THINGS TO DO:
a) In the text on old quack remedies, what name is given to the invention in the fine-print disclaimer?
b) Continue the text on old quack remedies, starting after its final sentence.

So, this is an advertisement for a hair appliance circa 1906 that looks much like those retro overhead dryers they use at hair salons. This vacuum cap was intended to promote circulation by sucking fresh blood to the scalp and stimulating hair growth. Be forewarned, this contraption doesn’t cure male pattern baldness—hence this disclaimer in the fine print: “We have demonstrated beyond all question that in cases where the life principle is not destroyed a reasonable use of our invention, ‘The Evans Vacuum Cap’ will develop a natural and permanent growth of hair…” So in other words, after those 60 days are up and you write Evans Co. for your refund, they’ll surely blame your hair growth’s failure on your scalp’s “life principle” having been “destroyed.”
1 Dr. Swift to the rescue!
Female “hysteria” was an epidemic in the Victorian era, apparently, as evidenced by all the over-the-counter opioid formulations which quacks of the time peddled to desperate, repressed Victorians to treat their (evidently rampant) nervous conditions—hard core potions were freely available over-the-counter from your trusted, monocle-wearing local chemist.

GIVEN RECORDS:
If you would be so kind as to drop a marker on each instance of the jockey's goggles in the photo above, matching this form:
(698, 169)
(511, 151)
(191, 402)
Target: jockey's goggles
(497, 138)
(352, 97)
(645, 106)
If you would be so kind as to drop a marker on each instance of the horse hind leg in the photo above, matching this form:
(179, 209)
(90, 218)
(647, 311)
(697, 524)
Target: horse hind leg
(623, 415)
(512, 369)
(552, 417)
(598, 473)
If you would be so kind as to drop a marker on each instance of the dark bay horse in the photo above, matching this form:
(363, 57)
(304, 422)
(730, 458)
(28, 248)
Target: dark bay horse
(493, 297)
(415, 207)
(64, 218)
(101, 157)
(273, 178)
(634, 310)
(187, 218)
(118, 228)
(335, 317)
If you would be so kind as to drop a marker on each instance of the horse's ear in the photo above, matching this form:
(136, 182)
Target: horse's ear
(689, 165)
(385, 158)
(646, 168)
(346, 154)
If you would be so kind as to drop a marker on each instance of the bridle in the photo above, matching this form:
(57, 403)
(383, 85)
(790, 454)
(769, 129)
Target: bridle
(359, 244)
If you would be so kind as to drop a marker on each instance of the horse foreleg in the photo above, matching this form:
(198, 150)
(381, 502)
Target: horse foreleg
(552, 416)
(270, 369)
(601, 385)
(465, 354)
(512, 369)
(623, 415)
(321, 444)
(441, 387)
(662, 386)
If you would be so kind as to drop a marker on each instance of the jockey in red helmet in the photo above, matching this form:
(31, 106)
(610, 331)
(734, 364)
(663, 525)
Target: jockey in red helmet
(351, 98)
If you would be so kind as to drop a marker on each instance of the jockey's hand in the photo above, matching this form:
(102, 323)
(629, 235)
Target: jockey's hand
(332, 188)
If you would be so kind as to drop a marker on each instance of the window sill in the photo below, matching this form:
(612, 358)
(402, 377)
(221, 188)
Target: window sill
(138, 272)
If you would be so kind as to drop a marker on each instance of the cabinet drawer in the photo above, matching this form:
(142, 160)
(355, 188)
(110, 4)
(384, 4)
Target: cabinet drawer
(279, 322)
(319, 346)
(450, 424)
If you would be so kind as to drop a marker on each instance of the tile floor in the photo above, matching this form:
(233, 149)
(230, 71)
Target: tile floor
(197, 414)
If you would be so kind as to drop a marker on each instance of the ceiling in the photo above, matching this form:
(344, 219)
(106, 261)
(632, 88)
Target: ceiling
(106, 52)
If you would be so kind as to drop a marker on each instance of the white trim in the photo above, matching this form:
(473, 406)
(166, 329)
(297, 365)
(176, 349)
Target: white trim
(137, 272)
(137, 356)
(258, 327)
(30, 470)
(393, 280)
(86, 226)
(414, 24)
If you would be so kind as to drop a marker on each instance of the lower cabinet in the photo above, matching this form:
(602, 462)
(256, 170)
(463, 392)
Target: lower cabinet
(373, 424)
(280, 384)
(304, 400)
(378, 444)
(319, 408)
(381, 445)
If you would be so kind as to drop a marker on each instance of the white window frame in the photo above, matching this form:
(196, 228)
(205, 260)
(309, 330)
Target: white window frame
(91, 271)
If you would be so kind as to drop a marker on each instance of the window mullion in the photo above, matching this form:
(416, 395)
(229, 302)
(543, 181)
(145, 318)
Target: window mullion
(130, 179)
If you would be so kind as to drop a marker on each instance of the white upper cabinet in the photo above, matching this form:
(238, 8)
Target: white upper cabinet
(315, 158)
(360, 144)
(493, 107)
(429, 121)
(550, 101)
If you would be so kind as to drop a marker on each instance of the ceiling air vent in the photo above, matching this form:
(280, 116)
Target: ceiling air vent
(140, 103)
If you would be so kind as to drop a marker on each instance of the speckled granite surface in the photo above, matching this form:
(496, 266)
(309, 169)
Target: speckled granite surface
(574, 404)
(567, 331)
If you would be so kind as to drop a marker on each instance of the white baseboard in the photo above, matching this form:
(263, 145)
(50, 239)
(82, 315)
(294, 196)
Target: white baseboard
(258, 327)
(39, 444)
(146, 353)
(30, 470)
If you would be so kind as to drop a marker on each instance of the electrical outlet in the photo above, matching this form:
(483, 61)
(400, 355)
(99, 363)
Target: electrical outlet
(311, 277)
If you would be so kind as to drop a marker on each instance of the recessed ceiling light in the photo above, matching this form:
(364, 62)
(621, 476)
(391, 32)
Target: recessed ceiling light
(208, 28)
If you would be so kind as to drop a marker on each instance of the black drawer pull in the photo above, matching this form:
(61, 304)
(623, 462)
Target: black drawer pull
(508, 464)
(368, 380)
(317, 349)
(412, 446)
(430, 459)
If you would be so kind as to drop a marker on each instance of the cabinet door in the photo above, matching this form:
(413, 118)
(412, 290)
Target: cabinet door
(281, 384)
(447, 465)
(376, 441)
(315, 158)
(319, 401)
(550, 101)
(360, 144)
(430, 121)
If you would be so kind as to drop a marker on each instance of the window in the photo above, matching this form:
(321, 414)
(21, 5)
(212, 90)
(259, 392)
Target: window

RESPONSES IN ORDER:
a) The Evans Vacuum Cap

b)
And if hard drugs weren’t your thing, there’s always “the magic power of fine gentle massage therapy,” which is what Dr. Swift (circa 1897) of Cerro Gordo, California, practiced. Dr. Swift made house calls, and though he might have carried a black bag for show, Dr. Swift exclusively used his hands to administer his treatments to the “hopeless” and “incurable” and generally treated female patients presenting with any vague agitations from their (*ahem!*) “midquarters from neck to knee.”